OBJECTIVE: Put each line of the items below into a Markdown table with the columns Row and Line. Number the rows and omit any blank lines.

INPUT RECORDS:

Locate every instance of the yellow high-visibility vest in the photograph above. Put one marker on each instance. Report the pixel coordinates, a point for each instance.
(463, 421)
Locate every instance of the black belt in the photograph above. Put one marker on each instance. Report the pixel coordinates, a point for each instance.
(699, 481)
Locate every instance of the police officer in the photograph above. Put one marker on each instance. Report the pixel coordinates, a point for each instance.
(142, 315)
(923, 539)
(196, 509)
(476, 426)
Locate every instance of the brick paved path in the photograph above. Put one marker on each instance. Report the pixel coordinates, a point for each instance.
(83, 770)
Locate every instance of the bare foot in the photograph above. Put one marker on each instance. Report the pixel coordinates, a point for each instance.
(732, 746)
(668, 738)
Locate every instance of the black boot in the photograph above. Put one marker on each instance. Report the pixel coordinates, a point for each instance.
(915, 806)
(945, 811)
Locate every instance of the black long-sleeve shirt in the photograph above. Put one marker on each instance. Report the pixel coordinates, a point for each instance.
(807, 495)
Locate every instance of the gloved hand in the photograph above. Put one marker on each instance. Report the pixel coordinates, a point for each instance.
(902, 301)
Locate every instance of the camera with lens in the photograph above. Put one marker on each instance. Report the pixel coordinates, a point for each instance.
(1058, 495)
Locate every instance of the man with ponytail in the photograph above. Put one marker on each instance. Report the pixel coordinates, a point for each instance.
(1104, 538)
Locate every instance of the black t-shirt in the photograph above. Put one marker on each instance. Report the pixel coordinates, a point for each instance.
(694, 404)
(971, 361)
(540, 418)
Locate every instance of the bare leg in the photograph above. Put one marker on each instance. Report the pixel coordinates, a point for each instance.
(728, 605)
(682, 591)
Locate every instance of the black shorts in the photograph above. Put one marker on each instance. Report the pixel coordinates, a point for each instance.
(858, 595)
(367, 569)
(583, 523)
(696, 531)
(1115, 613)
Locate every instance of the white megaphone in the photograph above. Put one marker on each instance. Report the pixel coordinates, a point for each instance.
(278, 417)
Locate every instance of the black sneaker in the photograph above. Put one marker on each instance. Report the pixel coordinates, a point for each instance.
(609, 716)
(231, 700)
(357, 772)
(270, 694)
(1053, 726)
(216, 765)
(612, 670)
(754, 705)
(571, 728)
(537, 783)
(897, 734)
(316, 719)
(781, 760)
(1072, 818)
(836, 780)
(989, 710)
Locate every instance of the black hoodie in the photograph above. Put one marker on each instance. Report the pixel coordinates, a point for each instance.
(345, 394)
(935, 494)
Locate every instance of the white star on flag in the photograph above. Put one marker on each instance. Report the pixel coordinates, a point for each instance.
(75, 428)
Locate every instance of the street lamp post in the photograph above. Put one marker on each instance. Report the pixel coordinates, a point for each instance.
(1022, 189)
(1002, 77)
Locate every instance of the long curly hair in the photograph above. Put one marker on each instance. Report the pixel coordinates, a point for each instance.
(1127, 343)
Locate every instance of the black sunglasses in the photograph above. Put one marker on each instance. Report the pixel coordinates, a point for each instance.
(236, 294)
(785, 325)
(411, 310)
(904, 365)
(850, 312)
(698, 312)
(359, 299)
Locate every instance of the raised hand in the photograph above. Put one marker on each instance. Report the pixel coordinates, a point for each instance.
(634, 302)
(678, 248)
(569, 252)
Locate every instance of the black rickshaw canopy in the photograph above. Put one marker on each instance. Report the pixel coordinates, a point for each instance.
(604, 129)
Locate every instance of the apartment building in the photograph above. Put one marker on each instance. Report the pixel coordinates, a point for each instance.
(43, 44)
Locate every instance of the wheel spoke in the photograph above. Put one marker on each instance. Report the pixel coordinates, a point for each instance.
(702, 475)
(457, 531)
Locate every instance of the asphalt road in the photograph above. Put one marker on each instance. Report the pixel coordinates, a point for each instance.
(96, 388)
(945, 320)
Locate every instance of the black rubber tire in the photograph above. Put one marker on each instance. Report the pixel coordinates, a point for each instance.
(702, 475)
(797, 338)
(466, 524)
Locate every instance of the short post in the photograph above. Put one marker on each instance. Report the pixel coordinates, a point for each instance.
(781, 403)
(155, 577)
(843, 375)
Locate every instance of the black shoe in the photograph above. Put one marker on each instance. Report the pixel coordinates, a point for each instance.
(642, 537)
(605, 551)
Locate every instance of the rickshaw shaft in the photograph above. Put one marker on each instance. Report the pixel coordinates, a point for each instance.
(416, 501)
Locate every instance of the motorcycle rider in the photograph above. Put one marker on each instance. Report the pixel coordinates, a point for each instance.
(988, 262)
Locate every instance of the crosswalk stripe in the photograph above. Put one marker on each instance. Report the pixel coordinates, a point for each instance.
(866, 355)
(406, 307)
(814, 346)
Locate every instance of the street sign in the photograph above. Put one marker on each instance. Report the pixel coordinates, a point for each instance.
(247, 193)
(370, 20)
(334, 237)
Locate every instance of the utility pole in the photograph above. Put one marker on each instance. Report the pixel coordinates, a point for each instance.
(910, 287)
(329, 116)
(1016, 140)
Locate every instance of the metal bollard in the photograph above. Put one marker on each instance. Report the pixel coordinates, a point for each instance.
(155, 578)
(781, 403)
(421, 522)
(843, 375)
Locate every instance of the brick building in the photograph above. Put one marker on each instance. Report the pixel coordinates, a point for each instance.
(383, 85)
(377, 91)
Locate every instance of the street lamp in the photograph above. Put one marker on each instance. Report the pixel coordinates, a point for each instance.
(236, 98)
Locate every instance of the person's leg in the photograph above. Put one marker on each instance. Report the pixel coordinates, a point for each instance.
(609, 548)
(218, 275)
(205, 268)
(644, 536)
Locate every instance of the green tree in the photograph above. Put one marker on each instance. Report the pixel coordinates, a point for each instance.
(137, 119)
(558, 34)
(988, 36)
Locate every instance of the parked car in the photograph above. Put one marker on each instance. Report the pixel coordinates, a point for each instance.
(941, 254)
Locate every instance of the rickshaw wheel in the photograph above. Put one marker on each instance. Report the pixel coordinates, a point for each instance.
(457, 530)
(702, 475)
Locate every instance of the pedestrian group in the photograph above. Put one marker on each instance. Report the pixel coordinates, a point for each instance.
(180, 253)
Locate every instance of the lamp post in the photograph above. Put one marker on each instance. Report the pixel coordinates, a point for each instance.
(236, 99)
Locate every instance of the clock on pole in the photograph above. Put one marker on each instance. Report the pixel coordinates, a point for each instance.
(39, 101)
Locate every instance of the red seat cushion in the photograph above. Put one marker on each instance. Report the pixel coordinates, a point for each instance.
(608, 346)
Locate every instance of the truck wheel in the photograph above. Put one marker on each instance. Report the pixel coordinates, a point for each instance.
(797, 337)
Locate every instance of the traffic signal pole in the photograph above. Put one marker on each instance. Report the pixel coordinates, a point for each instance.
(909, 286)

EXERCISE ANSWER:
| Row | Line |
|---|---|
| 1 | Locate every instance of the yellow high-visibility vest in the photograph above. Put one marker on each instance. Report the pixel coordinates, a point for each instance. |
| 2 | (463, 421) |
| 3 | Locate every instance of the black belt in the photograph above. Put one marker on each instance. Report the pixel coordinates, a point for each instance. |
| 4 | (699, 481) |
| 5 | Locate every instance of the police officer in the photograph above. Put one marker on each instance. Report the pixel coordinates, a point for each instance. |
| 6 | (142, 315) |
| 7 | (923, 539) |
| 8 | (196, 509) |
| 9 | (476, 426) |
| 10 | Locate every instance of the brick paved path in the photograph above. Put one marker on each instance. Report the pixel coordinates, a point for each instance. |
| 11 | (83, 770) |
| 12 | Locate every instance of the bare foot in the photograph above. Put one marker on each instance. Report the pixel coordinates, a point for each instance. |
| 13 | (732, 746) |
| 14 | (668, 738) |
| 15 | Locate every instance of the black boot in the photograph above. Put one marker on each instance. Report the pixel coordinates, a point for each instance. |
| 16 | (915, 806) |
| 17 | (945, 811) |
| 18 | Locate every instance of the black long-sleeve shirt in the photograph above. Put one marker on each instance. Report the pixel coordinates, a point for each instance. |
| 19 | (807, 495) |
| 20 | Locate every instance of the gloved hand in the photograph above. Put one marker on each instance. Report the pixel coordinates, a point for each instance. |
| 21 | (902, 301) |
| 22 | Locate every instance of the camera with lens in the photograph above. Put one marker on each instance. Report the pixel coordinates, a point for each instance. |
| 23 | (1058, 495) |
| 24 | Locate every instance of the man with ponytail in the photograph above. Put one marker on each instance. Report the pixel coordinates, a point for each instance. |
| 25 | (1104, 538) |
| 26 | Locate every instance of the black t-shirt in the photograph above. Put one marker on each instance. Report the pixel coordinates, a point for each instance. |
| 27 | (694, 404) |
| 28 | (971, 361) |
| 29 | (540, 418) |
| 30 | Locate every instance of the bare leg in the photograph above. Put one marker on each instance. Report the pixel coordinates, a point for each instance. |
| 31 | (728, 605) |
| 32 | (682, 591) |
| 33 | Locate every instance of the black shorts in the photograph above. Put one marker on each instance. Report the pixel coordinates, a point for each instance. |
| 34 | (858, 595) |
| 35 | (367, 569) |
| 36 | (583, 523) |
| 37 | (696, 531) |
| 38 | (1115, 613) |
| 39 | Locate every instance of the white megaphone in the photograph above. Put one marker on each instance. Report the pixel coordinates, a point for each instance. |
| 40 | (278, 417) |
| 41 | Locate every instance of the black sneaker in the photograph above. Put one marker on each instance. Report the pixel coordinates, a point for each instance. |
| 42 | (609, 716) |
| 43 | (231, 700) |
| 44 | (357, 772) |
| 45 | (270, 694) |
| 46 | (1053, 726) |
| 47 | (216, 765) |
| 48 | (612, 670) |
| 49 | (754, 705) |
| 50 | (571, 728) |
| 51 | (537, 783) |
| 52 | (897, 734) |
| 53 | (316, 719) |
| 54 | (781, 760) |
| 55 | (1072, 818) |
| 56 | (836, 780) |
| 57 | (989, 710) |
| 58 | Locate every instance of the black hoodie in the photograph above. Put one marker on each instance. Report the pixel coordinates, a point for each instance. |
| 59 | (345, 394) |
| 60 | (935, 494) |
| 61 | Locate every instance of the white star on flag in the photograph above. Put one marker on each instance. Report the pixel coordinates, a point for each instance. |
| 62 | (75, 428) |
| 63 | Locate every instance of the street lamp post in the photograph above. Put one marker on each instance. Report the pixel coordinates, a point for each instance. |
| 64 | (1022, 189) |
| 65 | (1002, 77) |
| 66 | Locate every instance of the long curly hair in the photograph above. Put one marker on each instance. Report the pixel coordinates, a point for each instance. |
| 67 | (1127, 343) |
| 68 | Locate every instance of the black sunglasses in the photograph above. Put one marker on each instance. Report the pixel coordinates, a point for each instance. |
| 69 | (236, 294) |
| 70 | (785, 325) |
| 71 | (411, 310) |
| 72 | (904, 365) |
| 73 | (850, 312) |
| 74 | (698, 312) |
| 75 | (359, 299) |
| 76 | Locate every instance of the raised hand in the photograph above. Put one marker on each instance. Report the pixel coordinates, a point for each instance. |
| 77 | (634, 302) |
| 78 | (678, 248) |
| 79 | (569, 252) |
| 80 | Locate every instance of the black rickshaw canopy in the photograph above. Put one marker on each instance. Report the pixel coordinates, a point for each instance. |
| 81 | (604, 129) |
| 82 | Locate every instance of the apartment building in the photograph above. Put one marker on each instance. Report the pixel coordinates, a point for each instance. |
| 83 | (43, 44) |
| 84 | Locate every instance of the wheel spoke in the photograph above. Put one marker on each instance. Report the pixel coordinates, a point for each instance. |
| 85 | (702, 475) |
| 86 | (457, 531) |
| 87 | Locate every instance of the asphalt road in the photograph above. Put one marker on each instance. Report the pixel coordinates, a point for each instance. |
| 88 | (96, 388) |
| 89 | (945, 320) |
| 90 | Locate every instance of the black rubber tire in the photograph above. Put one marker on each instance. Report the pixel coordinates, a point for each instance. |
| 91 | (702, 475) |
| 92 | (797, 338) |
| 93 | (466, 524) |
| 94 | Locate every instance of the short post in the photograph above. Put one marker on each instance. Report the pixel coordinates, a point for each instance. |
| 95 | (781, 403) |
| 96 | (155, 577) |
| 97 | (843, 375) |
| 98 | Locate every instance of the black shoe in the photograph above. Put one marker on each instance. Report the pixel coordinates, a point for each instance. |
| 99 | (642, 537) |
| 100 | (605, 551) |
| 101 | Locate every instance of the rickshaw shaft in the photograph above. Put one marker on each instance. Report the pixel coordinates, a point for each instance. |
| 102 | (416, 501) |
| 103 | Locate every instance of the motorcycle rider in the photograph above. Put one marker on each instance. Report the pixel coordinates, a point for each instance. |
| 104 | (988, 262) |
| 105 | Locate every instance of the crosswalk stripe in the photograph above. Put one marker on each instance. Report the pixel coordinates, a point for each instance. |
| 106 | (866, 355) |
| 107 | (406, 307) |
| 108 | (814, 346) |
| 109 | Locate every instance of the street sign in the photograph above. Put one marker on each instance. Report the pixel coordinates, a point for each instance. |
| 110 | (247, 193) |
| 111 | (370, 20) |
| 112 | (334, 237) |
| 113 | Locate every instance of the utility pole in the photograph above. Put one marker on each instance. Report the pixel coordinates, a point for each instance. |
| 114 | (910, 287) |
| 115 | (329, 116) |
| 116 | (1016, 140) |
| 117 | Locate every instance of the metal bollard in the photograph above. Put one marker on each instance. Report the pixel coordinates, a point for each instance. |
| 118 | (155, 578) |
| 119 | (781, 403) |
| 120 | (421, 522) |
| 121 | (843, 375) |
| 122 | Locate every instance of the brick building in the photograph above. Put one marker on each instance. Report the pixel coordinates, a point for each instance. |
| 123 | (383, 85) |
| 124 | (377, 91) |
| 125 | Locate every instance of the street lamp in the photograph above. Put one marker on each instance. Report the pixel coordinates, a point for each instance. |
| 126 | (236, 98) |
| 127 | Locate every instance of the person's leg in the photograph above. Put one marker on each instance. Report the pixel coordinates, a point for each instance. |
| 128 | (609, 548) |
| 129 | (218, 275) |
| 130 | (205, 268) |
| 131 | (644, 536) |
| 132 | Locate every instance of the green tree in the photograph above. Put one marker on each instance. Report the pixel coordinates, a point for each instance. |
| 133 | (137, 119) |
| 134 | (558, 34) |
| 135 | (988, 36) |
| 136 | Locate every instance of the parked car in the photograph above. Put one marker on each instance. Report the pixel coordinates, a point for each instance. |
| 137 | (941, 254) |
| 138 | Locate every instance of the rickshaw wheel in the photograph above. Put one marker on each instance. Report the pixel coordinates, a point for each instance. |
| 139 | (457, 530) |
| 140 | (702, 475) |
| 141 | Locate every instance of the pedestrian group in the photograph above. Put one marker on each instance. Report the pixel coordinates, a point for each instance. |
| 142 | (180, 253) |
| 143 | Locate every instance of the lamp post in the photograph above. Put one marker on each instance. Report the pixel coordinates, a point for each instance. |
| 144 | (236, 99) |
| 145 | Locate every instance of the clock on pole in the photograph above. Put one marker on each instance. Report the pixel coordinates, a point for each instance. |
| 146 | (39, 101) |
| 147 | Locate every instance of the red seat cushion in the photograph above. Put one marker on each instance. Report the pixel coordinates, a point for each instance. |
| 148 | (608, 346) |
| 149 | Locate every instance of the truck wheel in the photograph above. Put one marker on each instance. Report the pixel coordinates, a point for each instance. |
| 150 | (797, 337) |
| 151 | Locate every instance of the traffic signal pole in the photograph above. Put one marker on each instance. Report the pixel coordinates, a point for each instance. |
| 152 | (909, 286) |